EXERCISE OBJECTIVE: Output each entry below as it stands, leaving out every picture.

━━━━━ INPUT

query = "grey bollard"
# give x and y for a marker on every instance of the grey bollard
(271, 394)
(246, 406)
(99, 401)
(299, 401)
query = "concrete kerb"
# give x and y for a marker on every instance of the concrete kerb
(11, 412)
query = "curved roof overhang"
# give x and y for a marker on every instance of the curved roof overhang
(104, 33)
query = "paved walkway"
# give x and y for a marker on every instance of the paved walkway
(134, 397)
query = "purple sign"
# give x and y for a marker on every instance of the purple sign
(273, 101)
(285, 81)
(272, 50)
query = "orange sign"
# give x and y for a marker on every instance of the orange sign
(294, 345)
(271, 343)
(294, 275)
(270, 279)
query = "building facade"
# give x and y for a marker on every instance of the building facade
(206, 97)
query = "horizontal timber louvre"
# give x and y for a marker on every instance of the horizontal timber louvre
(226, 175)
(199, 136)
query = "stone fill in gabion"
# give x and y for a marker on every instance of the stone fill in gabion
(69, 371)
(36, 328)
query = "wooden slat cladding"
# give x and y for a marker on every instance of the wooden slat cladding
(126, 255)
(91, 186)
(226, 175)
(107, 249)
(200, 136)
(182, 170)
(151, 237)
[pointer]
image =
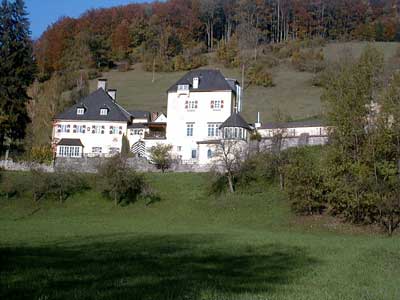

━━━━━━━━━━

RESPONSE BELOW:
query = "grey bollard"
# give x and y for a marker on every instance of the grey bollard
(271, 394)
(246, 406)
(99, 401)
(299, 401)
query = "concrete kerb"
# give x and y for a marker on every instance of the concrete kerb
(11, 412)
query = "curved roof overhang"
# give x and y for a marker on every instance of the curved roof overhang
(104, 33)
query = "paved walkway"
# give x and y for a marker on every instance of the paved walkway
(134, 397)
query = "purple sign"
# give x and y for a marker on every instance of the purple sign
(273, 101)
(285, 81)
(272, 50)
query = "orange sign"
# give x and y for a marker on every instance of the orange sign
(294, 345)
(271, 343)
(294, 275)
(270, 279)
query = "building facade"
# give x and y for a marker on every instance of the building facade
(206, 97)
query = "horizontal timber louvre"
# give x and y for a marker on every instance of the horizontal timber louvre
(226, 175)
(199, 136)
query = "stone fill in gabion"
# give x and y for a marker on every instance of the stone fill in gabion
(69, 371)
(36, 328)
query = "wooden slat cladding"
# give x and y for a marker on every instance of the wooden slat cladding
(126, 255)
(91, 186)
(226, 175)
(107, 249)
(200, 136)
(182, 170)
(151, 237)
[pointer]
image =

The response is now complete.